From the line containing "Would you kindly mark the red brake" down to the last line, set down each line exactly as it is, and nothing more. Leave the pictures out.
++++
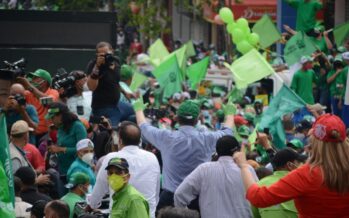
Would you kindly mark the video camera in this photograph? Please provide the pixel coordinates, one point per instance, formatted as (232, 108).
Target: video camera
(15, 69)
(66, 81)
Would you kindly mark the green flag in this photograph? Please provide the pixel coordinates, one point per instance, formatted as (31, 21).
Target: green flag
(341, 32)
(267, 31)
(299, 45)
(7, 195)
(168, 75)
(196, 72)
(285, 101)
(137, 80)
(157, 52)
(249, 68)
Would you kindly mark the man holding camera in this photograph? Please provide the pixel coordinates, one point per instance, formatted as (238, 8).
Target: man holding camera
(40, 95)
(103, 81)
(16, 108)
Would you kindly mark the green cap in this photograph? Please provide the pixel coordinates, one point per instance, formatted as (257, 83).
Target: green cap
(126, 72)
(249, 116)
(244, 130)
(188, 110)
(295, 143)
(43, 74)
(51, 113)
(77, 178)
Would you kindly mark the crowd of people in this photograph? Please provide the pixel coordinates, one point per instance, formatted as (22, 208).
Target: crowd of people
(107, 151)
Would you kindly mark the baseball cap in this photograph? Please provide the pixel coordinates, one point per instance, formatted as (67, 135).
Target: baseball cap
(84, 143)
(239, 120)
(286, 155)
(20, 127)
(295, 143)
(345, 56)
(329, 128)
(43, 74)
(188, 110)
(306, 59)
(77, 178)
(118, 162)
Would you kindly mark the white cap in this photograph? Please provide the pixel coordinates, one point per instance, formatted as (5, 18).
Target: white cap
(345, 56)
(306, 59)
(84, 143)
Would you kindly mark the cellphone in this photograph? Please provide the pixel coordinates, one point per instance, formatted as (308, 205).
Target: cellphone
(80, 109)
(45, 101)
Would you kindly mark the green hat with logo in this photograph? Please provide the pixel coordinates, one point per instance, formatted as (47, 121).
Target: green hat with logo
(126, 72)
(295, 143)
(188, 110)
(43, 74)
(77, 178)
(244, 130)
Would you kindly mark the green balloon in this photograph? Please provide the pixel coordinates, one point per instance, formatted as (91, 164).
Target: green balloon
(253, 39)
(242, 23)
(226, 15)
(244, 47)
(231, 27)
(238, 35)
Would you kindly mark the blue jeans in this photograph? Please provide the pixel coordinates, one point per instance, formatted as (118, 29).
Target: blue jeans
(334, 106)
(345, 115)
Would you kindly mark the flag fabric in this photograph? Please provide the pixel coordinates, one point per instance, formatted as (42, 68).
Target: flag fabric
(157, 52)
(168, 75)
(286, 101)
(249, 68)
(341, 32)
(7, 195)
(196, 72)
(267, 31)
(299, 45)
(137, 80)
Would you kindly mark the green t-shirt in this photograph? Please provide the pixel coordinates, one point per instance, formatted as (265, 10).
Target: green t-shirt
(71, 199)
(306, 13)
(129, 203)
(302, 84)
(336, 86)
(69, 139)
(283, 210)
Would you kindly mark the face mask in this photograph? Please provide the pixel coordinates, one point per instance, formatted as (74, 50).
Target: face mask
(116, 182)
(88, 158)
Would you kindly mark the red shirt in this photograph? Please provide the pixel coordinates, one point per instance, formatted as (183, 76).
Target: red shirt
(34, 157)
(311, 197)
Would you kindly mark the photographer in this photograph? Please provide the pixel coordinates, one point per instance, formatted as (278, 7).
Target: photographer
(16, 108)
(103, 81)
(39, 89)
(80, 103)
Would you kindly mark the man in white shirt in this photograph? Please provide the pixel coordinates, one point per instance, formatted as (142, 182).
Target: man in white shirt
(217, 184)
(143, 166)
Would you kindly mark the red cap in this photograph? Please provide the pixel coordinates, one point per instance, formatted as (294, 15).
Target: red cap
(324, 127)
(239, 120)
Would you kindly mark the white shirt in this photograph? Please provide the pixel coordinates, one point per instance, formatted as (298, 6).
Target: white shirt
(144, 170)
(219, 188)
(84, 100)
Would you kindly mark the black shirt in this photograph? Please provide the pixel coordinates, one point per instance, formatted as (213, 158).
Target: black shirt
(107, 93)
(31, 195)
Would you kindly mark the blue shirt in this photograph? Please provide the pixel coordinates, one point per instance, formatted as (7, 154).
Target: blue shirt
(182, 150)
(13, 116)
(80, 166)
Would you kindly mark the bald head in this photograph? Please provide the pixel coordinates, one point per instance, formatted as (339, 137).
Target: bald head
(17, 88)
(129, 133)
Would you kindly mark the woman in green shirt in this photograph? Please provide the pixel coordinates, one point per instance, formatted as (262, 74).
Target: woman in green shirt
(70, 131)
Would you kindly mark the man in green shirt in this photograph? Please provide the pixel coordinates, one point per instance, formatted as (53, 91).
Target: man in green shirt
(302, 82)
(128, 202)
(306, 13)
(283, 162)
(78, 185)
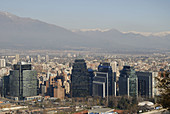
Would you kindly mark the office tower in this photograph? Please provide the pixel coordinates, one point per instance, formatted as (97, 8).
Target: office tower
(23, 81)
(38, 58)
(128, 82)
(100, 84)
(17, 58)
(47, 58)
(2, 63)
(5, 87)
(80, 79)
(114, 66)
(59, 90)
(106, 68)
(91, 75)
(145, 84)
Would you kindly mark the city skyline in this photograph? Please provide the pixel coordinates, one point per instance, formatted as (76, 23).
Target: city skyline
(139, 16)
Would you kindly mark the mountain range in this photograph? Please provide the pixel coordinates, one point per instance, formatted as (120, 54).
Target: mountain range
(26, 33)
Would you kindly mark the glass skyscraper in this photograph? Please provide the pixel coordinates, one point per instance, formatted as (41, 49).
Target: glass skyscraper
(23, 81)
(80, 79)
(128, 82)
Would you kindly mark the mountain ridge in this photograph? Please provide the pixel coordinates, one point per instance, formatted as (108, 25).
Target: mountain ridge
(26, 33)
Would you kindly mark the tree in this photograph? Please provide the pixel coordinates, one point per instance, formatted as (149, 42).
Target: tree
(164, 87)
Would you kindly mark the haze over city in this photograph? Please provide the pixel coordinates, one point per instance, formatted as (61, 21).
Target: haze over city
(84, 57)
(129, 15)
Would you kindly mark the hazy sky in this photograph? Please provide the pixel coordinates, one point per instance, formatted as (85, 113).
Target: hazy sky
(124, 15)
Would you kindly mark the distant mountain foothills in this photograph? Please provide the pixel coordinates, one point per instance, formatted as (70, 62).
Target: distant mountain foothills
(25, 33)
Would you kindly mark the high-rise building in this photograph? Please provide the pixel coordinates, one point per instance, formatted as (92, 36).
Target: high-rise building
(128, 82)
(23, 81)
(2, 63)
(47, 58)
(106, 68)
(59, 90)
(17, 57)
(80, 79)
(145, 84)
(100, 84)
(38, 58)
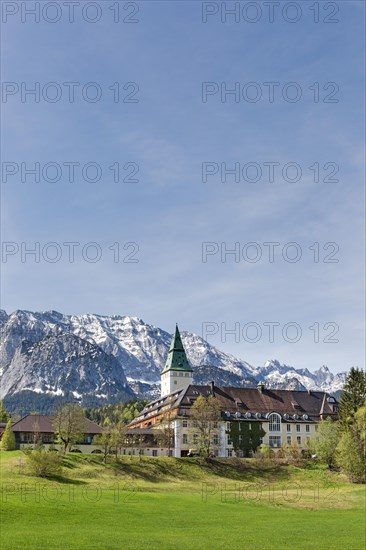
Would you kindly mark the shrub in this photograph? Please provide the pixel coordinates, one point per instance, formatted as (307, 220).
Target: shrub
(326, 441)
(43, 463)
(351, 458)
(8, 439)
(266, 451)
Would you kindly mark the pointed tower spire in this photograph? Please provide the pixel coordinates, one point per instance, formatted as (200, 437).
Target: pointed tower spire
(177, 359)
(177, 372)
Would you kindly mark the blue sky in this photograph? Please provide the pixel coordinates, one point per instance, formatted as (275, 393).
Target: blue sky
(170, 212)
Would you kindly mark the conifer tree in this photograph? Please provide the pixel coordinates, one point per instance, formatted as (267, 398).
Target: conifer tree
(8, 439)
(4, 416)
(353, 397)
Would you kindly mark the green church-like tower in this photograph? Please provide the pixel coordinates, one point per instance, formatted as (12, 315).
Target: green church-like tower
(177, 372)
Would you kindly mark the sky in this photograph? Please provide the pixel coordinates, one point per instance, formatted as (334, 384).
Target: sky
(224, 132)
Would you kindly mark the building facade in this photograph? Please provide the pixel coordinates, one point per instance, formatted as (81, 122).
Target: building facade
(35, 428)
(286, 417)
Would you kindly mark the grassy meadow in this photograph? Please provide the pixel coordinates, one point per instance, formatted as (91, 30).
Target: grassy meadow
(168, 503)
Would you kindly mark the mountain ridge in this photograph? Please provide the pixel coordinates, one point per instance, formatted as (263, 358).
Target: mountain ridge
(96, 358)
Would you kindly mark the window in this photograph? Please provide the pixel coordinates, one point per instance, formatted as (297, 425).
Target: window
(275, 441)
(274, 422)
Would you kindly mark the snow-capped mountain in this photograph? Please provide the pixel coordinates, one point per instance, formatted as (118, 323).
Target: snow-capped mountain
(96, 358)
(280, 376)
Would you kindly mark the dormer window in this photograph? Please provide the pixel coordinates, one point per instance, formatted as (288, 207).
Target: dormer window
(274, 422)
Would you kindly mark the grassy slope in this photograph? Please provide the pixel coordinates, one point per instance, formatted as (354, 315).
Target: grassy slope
(172, 503)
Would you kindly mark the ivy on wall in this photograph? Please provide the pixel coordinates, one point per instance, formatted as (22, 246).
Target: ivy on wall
(246, 436)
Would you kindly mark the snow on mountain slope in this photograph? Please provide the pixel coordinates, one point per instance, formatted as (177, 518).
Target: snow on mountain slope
(48, 352)
(279, 376)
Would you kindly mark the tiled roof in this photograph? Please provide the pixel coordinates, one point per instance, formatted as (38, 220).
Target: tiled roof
(245, 400)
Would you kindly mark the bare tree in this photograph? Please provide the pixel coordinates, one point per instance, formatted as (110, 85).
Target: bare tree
(70, 425)
(205, 414)
(165, 432)
(36, 435)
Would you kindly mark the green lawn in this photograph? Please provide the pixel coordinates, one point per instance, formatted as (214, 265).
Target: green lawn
(172, 503)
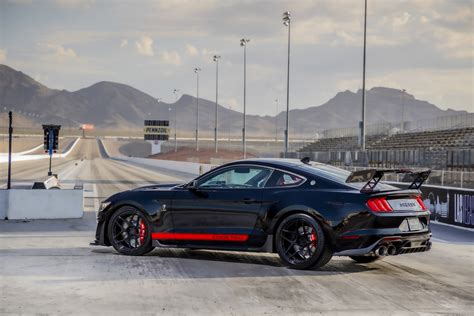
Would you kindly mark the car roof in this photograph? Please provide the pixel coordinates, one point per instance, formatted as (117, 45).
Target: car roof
(271, 162)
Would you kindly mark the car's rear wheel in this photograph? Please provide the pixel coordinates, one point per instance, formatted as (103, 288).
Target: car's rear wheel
(130, 232)
(366, 259)
(301, 244)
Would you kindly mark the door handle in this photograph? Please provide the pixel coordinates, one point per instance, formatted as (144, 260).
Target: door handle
(249, 200)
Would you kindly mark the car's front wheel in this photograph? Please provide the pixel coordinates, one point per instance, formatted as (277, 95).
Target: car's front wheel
(301, 244)
(129, 232)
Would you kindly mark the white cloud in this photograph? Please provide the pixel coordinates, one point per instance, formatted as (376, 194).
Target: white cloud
(191, 50)
(425, 84)
(401, 20)
(145, 46)
(170, 58)
(74, 4)
(3, 55)
(62, 52)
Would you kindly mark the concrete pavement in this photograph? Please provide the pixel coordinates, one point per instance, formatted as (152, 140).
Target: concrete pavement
(48, 267)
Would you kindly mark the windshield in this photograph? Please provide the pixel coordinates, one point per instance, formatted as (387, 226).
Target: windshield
(340, 175)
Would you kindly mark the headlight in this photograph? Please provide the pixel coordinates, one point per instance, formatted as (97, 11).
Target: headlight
(104, 205)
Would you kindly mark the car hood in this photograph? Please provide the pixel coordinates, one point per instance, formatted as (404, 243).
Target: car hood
(158, 187)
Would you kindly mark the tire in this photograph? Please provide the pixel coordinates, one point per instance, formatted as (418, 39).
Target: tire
(127, 234)
(366, 259)
(301, 244)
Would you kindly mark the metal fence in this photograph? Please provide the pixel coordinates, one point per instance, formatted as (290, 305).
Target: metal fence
(439, 123)
(458, 179)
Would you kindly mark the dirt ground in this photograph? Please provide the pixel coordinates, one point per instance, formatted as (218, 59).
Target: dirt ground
(204, 155)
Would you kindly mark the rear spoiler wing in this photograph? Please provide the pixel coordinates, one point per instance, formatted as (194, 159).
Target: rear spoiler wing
(373, 176)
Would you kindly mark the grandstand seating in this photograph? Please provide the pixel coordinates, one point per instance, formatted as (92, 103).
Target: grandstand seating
(338, 143)
(452, 148)
(430, 140)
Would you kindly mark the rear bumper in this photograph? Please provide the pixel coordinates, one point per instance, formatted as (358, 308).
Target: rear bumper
(403, 244)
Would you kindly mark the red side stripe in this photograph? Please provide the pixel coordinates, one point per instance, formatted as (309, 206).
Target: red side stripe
(188, 236)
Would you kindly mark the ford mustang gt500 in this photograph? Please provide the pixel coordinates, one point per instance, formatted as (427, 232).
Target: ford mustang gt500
(305, 211)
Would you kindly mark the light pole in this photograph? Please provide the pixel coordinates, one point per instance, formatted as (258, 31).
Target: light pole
(287, 22)
(243, 43)
(403, 110)
(197, 70)
(175, 92)
(276, 120)
(362, 125)
(216, 59)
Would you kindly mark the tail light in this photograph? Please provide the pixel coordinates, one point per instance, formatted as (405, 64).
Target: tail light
(379, 205)
(422, 204)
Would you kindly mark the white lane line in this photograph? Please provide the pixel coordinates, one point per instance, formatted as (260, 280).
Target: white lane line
(452, 226)
(96, 198)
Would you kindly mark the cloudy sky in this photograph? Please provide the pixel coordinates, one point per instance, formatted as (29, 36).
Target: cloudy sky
(423, 46)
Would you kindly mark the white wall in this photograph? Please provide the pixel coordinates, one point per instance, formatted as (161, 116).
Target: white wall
(41, 204)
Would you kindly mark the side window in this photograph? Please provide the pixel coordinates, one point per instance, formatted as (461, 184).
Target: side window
(282, 179)
(238, 177)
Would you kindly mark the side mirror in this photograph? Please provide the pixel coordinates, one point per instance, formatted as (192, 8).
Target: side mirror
(192, 185)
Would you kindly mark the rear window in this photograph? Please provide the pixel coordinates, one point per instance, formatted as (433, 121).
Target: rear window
(282, 179)
(340, 175)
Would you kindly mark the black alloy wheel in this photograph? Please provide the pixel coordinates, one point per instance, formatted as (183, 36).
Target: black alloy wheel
(300, 242)
(129, 232)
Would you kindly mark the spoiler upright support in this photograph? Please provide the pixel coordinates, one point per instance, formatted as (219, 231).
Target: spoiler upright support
(373, 176)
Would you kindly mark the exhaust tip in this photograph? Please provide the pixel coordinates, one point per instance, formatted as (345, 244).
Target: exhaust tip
(392, 250)
(381, 251)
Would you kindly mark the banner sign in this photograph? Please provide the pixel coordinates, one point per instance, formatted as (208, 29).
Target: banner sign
(448, 205)
(156, 130)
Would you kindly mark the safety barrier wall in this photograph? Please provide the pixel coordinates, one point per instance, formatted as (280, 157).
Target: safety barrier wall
(181, 169)
(41, 204)
(448, 205)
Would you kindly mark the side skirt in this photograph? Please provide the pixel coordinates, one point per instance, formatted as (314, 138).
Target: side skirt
(267, 247)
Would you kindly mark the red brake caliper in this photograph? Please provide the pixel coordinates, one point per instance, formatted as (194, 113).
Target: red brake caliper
(142, 231)
(313, 238)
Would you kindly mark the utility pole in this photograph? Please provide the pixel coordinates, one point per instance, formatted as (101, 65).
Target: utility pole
(243, 43)
(10, 134)
(216, 59)
(403, 110)
(362, 126)
(287, 22)
(276, 121)
(175, 92)
(197, 70)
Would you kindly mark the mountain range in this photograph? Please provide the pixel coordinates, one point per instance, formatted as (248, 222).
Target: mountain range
(110, 105)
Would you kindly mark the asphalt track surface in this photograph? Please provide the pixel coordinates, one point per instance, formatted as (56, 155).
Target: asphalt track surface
(48, 266)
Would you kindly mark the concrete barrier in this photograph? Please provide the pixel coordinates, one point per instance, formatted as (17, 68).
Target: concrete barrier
(188, 169)
(41, 204)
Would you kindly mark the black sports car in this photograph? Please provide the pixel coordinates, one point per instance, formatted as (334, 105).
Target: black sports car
(306, 212)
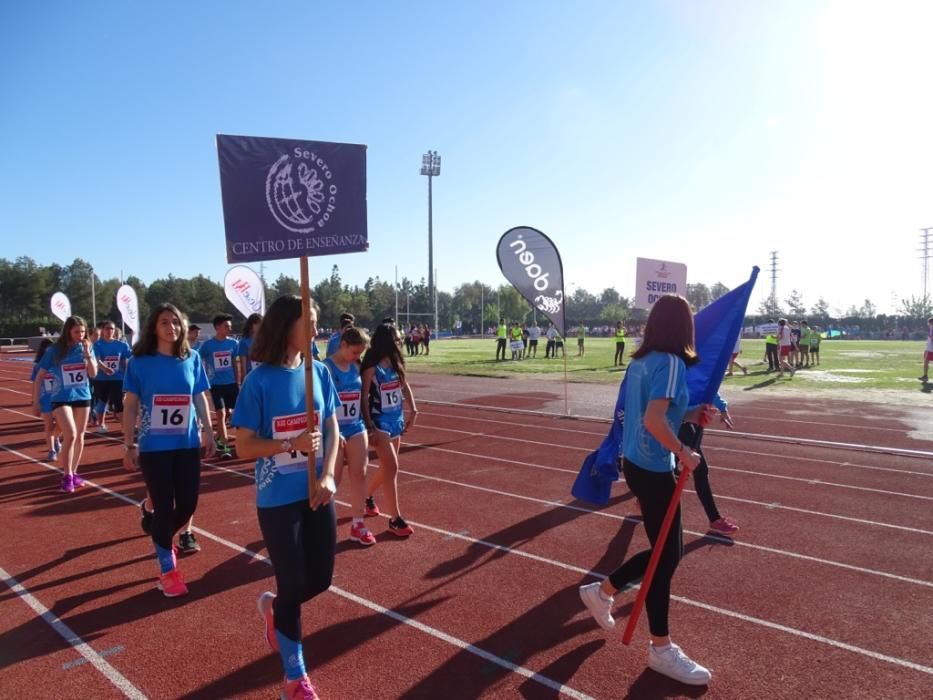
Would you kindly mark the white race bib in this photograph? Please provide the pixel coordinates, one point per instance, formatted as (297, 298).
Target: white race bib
++++
## TASK ANSWER:
Would you kindly mark the red brake caliper in this photograph? Please provide the pixel coordinates, one point per instance, formatted as (194, 113).
Target: red brake caliper
(142, 231)
(313, 238)
Would you kindly mark the utility pole in this photograph? Please provide the pixel coordinates, one point per instance, formatted as (101, 65).
Target: utility pole
(243, 43)
(10, 134)
(216, 59)
(403, 110)
(362, 126)
(287, 22)
(276, 121)
(175, 92)
(197, 70)
Would you kindly mark the mountain range in this photograph? Please provide the pixel coordinates, one point per instance, formatted as (248, 222).
Target: mountain range
(110, 105)
Would you kindly mark the asphalt track surface in this photograph? Please provide the pixel coordinates, one point per instance, formatted as (56, 155).
Target: asphalt track surface
(48, 266)
Would you kindly mark the concrete barrier in this photograph? Please provide the pixel coordinates, one point per instance, formatted as (17, 68).
Target: concrete barrier
(188, 169)
(41, 204)
Would you kindly mark the black sports car in this photograph? Please provide the pixel coordinates, one point per instance, formatted as (334, 105).
Target: black sports car
(306, 212)
Would you kindly mark the white race bib in this photograph? Please provide the pixel coordinates, one point per instance, formatted as (297, 298).
Target: white race bib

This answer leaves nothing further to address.